* Problemas:
• A. Según el texto sobre el osario, ¿a qué edad se volvió personal la muerte para quien narra?
• B. Por favor, reproduce sin cambios el fragmento del texto sobre el osario que comienza en "El cementerio del" y termina en "aire está santificado.".
• C. Enumera todos los tipos de huesos humanos que se nombran en el texto sobre el osario.

***** Texto base

Encontrar huesos en la superficie fue asombroso. No, no fueron los huesos en sí, sino la enorme cantidad lo que me asombró. Desde las ventanas podía verlos apilados prolijamente según su tipo. Tibias y peronés. Húmeros y fémures. Los cráneos también estaban agrupados, como para propiciar una cómoda conversación. El interior del edificio era silencioso y sagrado. Su exterior, cercano a una iglesia, estaba concurrido, lleno del sonido de mis compañeros adolescentes a medida que circulaban. Pero yo me quedé en la ventana y observé. Europa tenía muchos misterios para mí en tanto una estudiante estadounidense de secundaria que estaba de viaje, pero ese osario, hasta el momento, era el mayor de todos.

Incluso hoy, cuando el nombre de ese lugar —¿era Marburg?— se ha borrado suavemente de mi memoria, aún puedo ver vívidamente esas pilas asombrosas. Me pregunté entonces, como aún lo hago a veces, si Dios exhortaría de nuevo a Ezequiel a profetizar que esos huesos secos volverían a la vida: tibias con peronés, húmeros con omóplatos; cráneos, en definitiva, con los aproximadamente doscientos huesos humanos restantes.

El cementerio del Bruderhof Rhön, Alemania. Fotografía cortesía del Archivo del Bruderhof

Tal como descubrí en ese viaje, Europa no solo exhibe iglesias antiguas, sino también otros sitios igualmente sagrados: plazas de pueblo donde mis ancestros “herejes” fueron atados a estacas y quemados como mártires, ciudades que alguna vez fueron hogar de primos aniquilados por el Tercer Reich (quemados o enterrados, no lo sabemos). Esos lugares no tienen ninguna marca ni recordatorio, solo recuerdos. Su humanidad perdura y el mismo aire está santificado.

Ya antes de visitar Europa, había oído acerca de la finitud de la vida. A los quince la muerte se volvió personal con la partida de mi muy amado abuelo, hacedor de dulces. Juntos elaborábamos malvaviscos hasta que se puso muy enfermo para revolver el espeso jarabe. Luego se tendió en su cama con el sonido de su respiración dificultosa llenando toda la casa. Su muerte trajo realidad: un ataúd de madera con herrajes para que las personas lo cargaran; palas con mangos desgastados; y tierra, manipulada con cuidado por aquellos que cavaban la honda tumba. También trajo lágrimas a los ojos.

**********
***** Material proporcionado

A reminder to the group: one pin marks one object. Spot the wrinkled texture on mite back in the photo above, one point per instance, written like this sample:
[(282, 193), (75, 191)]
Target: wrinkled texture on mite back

**********

* Soluciones detalladas:
• A. A los quince años.

• B.
El cementerio del Bruderhof Rhön, Alemania. Fotografía cortesía del Archivo del Bruderhof

Tal como descubrí en ese viaje, Europa no solo exhibe iglesias antiguas, sino también otros sitios igualmente sagrados: plazas de pueblo donde mis ancestros “herejes” fueron atados a estacas y quemados como mártires, ciudades que alguna vez fueron hogar de primos aniquilados por el Tercer Reich (quemados o enterrados, no lo sabemos). Esos lugares no tienen ninguna marca ni recordatorio, solo recuerdos. Su humanidad perdura y el mismo aire está santificado.

• C. Tibias, peronés, húmeros, fémures, cráneos y omóplatos.